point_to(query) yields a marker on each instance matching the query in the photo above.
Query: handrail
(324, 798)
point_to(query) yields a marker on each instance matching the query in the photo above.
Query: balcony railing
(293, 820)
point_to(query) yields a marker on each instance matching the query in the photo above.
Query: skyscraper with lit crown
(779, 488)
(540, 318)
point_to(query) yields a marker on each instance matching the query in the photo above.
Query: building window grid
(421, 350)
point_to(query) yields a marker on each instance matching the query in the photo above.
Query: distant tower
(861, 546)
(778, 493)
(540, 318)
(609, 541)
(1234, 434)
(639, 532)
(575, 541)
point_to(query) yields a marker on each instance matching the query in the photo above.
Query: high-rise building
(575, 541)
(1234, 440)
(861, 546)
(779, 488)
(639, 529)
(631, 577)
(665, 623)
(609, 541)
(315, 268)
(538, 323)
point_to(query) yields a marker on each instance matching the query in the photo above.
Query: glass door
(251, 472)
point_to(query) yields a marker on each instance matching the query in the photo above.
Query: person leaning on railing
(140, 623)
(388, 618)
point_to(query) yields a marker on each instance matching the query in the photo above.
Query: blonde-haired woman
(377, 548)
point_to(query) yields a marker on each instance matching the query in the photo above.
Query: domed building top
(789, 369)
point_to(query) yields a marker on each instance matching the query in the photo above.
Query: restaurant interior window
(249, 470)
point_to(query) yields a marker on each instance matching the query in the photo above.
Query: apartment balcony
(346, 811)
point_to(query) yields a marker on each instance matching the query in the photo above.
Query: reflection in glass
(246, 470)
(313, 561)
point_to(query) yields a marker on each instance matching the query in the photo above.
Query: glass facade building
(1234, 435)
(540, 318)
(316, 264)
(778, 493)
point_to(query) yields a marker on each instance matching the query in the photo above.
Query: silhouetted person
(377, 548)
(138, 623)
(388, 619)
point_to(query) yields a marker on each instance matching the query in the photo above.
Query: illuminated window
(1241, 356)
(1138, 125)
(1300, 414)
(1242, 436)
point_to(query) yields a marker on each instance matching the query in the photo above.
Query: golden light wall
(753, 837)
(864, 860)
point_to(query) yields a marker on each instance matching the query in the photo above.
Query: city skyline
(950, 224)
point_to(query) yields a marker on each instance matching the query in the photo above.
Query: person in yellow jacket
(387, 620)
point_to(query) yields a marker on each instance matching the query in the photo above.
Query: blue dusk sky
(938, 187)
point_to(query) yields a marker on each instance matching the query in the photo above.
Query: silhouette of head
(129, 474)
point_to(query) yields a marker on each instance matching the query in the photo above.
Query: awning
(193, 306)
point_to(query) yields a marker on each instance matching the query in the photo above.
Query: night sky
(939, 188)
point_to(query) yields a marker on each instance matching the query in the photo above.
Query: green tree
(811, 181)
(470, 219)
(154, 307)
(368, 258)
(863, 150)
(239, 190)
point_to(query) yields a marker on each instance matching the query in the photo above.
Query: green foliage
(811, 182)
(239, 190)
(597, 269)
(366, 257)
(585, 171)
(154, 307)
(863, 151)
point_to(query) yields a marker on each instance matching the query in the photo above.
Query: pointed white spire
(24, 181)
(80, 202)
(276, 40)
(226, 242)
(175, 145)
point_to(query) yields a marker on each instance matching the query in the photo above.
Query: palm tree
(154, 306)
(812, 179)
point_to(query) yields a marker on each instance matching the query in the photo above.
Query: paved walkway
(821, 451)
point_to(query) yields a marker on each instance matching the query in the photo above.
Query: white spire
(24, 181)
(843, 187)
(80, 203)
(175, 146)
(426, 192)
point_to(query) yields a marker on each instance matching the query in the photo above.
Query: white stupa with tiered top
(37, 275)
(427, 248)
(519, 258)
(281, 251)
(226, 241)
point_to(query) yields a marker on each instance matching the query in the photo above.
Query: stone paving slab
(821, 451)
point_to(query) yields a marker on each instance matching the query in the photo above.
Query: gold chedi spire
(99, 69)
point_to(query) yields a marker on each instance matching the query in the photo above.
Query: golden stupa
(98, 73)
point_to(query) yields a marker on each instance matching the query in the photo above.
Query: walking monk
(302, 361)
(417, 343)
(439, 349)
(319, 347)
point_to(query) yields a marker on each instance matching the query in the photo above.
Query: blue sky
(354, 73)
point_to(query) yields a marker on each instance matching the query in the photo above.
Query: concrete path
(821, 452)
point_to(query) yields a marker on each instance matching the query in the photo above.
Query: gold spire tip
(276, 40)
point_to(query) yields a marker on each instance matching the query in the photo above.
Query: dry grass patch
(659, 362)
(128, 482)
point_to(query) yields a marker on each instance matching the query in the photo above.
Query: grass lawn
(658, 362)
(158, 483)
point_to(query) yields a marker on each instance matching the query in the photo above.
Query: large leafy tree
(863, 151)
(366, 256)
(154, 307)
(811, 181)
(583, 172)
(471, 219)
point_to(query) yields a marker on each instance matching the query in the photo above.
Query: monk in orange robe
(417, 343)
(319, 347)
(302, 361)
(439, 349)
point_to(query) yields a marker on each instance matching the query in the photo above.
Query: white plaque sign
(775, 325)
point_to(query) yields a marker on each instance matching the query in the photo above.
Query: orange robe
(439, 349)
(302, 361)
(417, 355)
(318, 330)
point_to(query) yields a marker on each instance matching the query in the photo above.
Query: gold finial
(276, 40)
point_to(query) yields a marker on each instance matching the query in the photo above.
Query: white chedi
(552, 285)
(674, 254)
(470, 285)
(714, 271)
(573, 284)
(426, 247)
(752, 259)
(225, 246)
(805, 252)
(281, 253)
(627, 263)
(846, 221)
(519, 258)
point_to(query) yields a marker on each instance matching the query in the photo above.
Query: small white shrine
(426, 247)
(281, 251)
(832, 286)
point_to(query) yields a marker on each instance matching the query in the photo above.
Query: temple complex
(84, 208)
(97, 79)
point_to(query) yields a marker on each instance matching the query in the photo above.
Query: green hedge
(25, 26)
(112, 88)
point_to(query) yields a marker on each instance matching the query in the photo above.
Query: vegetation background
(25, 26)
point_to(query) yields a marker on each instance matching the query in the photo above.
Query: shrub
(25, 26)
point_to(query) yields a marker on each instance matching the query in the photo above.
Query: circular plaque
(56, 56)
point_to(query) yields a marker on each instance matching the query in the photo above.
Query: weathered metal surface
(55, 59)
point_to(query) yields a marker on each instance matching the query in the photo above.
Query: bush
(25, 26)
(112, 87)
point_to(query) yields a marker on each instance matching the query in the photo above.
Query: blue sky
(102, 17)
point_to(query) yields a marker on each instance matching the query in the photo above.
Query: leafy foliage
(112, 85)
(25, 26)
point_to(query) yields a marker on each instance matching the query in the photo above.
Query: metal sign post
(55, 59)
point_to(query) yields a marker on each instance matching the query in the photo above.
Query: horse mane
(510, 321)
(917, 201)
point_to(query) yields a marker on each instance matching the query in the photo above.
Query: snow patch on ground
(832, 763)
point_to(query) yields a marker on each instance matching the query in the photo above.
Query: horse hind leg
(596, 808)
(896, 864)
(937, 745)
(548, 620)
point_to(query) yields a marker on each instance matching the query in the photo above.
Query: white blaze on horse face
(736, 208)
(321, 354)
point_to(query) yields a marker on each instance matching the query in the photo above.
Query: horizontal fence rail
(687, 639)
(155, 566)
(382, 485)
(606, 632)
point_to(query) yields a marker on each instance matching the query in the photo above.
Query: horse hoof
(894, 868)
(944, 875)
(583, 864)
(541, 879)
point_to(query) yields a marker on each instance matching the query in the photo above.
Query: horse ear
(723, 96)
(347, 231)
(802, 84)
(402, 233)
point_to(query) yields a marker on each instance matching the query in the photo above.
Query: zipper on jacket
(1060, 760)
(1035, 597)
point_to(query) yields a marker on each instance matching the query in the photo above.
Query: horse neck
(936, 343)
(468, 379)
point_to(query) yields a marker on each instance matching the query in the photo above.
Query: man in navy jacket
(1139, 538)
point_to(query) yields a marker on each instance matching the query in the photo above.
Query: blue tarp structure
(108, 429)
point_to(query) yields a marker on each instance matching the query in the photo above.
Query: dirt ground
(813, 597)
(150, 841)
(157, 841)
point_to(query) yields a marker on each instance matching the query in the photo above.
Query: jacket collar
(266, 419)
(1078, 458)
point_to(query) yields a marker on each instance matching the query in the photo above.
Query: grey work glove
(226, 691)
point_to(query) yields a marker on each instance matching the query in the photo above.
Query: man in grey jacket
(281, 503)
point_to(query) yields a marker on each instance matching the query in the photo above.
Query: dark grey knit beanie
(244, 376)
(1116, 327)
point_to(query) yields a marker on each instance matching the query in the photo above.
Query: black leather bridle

###

All lines from the one with "Query: dark grey knit beanie" through the final line above are to be quoted exactly; quote no other line.

Query: dark grey knit beanie
(244, 376)
(1116, 327)
point_to(query) yields a marker on each instance matching the query in the photo above.
Query: black leather bridle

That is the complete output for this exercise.